» **WHAT TO PRODUCE**
Return, unchanged, the lines of the data from the line containing "Pick out the dark quilted" through the last line, including both.

[start of RECORDS FOR THIS EXERCISE]

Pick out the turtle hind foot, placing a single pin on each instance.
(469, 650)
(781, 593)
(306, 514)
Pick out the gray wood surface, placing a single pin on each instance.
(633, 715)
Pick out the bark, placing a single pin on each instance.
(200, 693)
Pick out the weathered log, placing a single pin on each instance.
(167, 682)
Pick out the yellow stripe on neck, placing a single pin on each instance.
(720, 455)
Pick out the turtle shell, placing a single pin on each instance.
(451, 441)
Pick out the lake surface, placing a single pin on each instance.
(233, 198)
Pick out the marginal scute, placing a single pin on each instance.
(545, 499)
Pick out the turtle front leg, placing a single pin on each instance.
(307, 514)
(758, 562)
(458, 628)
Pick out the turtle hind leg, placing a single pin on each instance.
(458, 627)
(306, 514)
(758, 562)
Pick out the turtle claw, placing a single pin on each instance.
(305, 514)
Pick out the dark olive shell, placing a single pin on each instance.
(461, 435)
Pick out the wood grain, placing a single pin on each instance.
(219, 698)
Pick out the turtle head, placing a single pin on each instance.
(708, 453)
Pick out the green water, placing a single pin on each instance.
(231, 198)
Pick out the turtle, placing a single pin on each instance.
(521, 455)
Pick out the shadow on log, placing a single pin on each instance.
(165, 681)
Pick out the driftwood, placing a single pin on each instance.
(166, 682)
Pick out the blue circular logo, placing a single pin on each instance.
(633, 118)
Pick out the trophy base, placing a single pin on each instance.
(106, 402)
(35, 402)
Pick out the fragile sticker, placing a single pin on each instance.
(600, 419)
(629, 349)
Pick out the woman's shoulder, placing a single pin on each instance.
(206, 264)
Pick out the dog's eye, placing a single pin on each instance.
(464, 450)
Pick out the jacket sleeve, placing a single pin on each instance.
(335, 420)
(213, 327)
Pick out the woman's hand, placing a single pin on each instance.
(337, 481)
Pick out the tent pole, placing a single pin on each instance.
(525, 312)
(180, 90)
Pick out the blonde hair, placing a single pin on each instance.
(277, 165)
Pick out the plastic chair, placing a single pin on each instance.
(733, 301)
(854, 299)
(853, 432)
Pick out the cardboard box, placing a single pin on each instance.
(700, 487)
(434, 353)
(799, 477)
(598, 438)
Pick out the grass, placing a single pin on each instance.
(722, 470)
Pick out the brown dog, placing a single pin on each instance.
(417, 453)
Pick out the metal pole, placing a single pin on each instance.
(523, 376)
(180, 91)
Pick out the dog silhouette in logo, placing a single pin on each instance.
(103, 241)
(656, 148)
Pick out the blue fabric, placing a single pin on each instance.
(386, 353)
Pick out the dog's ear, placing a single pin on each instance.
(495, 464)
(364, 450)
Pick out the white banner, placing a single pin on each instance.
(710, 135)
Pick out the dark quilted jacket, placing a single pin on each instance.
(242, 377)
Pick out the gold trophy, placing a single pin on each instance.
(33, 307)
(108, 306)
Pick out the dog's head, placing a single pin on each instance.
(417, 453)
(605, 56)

[end of RECORDS FOR THIS EXERCISE]

» **PROBLEM SOLUTION**
Pick out the dark quilted jacket, placing a single pin on each instance.
(242, 377)
Pick out the gold trophy, placing a single pin on each instance.
(33, 307)
(108, 306)
Pick out the dog's head, placing a single pin on each instance.
(417, 453)
(605, 56)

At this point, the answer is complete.